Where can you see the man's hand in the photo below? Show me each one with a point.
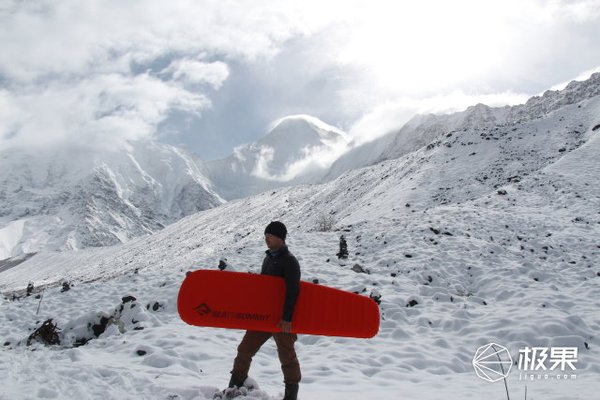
(285, 326)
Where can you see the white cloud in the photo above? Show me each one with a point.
(198, 72)
(90, 72)
(105, 111)
(103, 70)
(392, 115)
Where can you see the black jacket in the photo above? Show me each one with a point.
(284, 264)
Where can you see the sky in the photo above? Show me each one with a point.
(212, 75)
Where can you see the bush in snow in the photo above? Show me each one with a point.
(325, 223)
(343, 253)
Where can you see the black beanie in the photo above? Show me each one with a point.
(277, 228)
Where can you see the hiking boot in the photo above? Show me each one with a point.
(231, 393)
(291, 391)
(235, 382)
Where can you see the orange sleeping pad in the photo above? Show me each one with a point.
(238, 300)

⁂

-- TASK OBJECTIVE --
Print every row above word for word, with the picture left out.

-- COMPLETED TASK --
Where can you see the man's hand in the photo below? Show me each one with a point.
(285, 326)
Where can you see the white cloud in the photo above? Show me each one with a point.
(198, 72)
(90, 72)
(105, 111)
(103, 70)
(392, 115)
Where can you see the black jacket in the photo above? Show me each one with a point.
(284, 264)
Where can you see the sky in the photo above? Show me each one with a point.
(212, 75)
Where can you see the bush in snow in the photo above? Show me each one with a point.
(325, 223)
(343, 253)
Where can you see the black beanie in the photo above? Show me each one with a point.
(277, 228)
Where can you see the hiking boot in the photo above? Show me each one with a point.
(231, 393)
(291, 391)
(235, 382)
Where can you see the orange sleeping pad in the photo above? Show me each one with a point.
(238, 300)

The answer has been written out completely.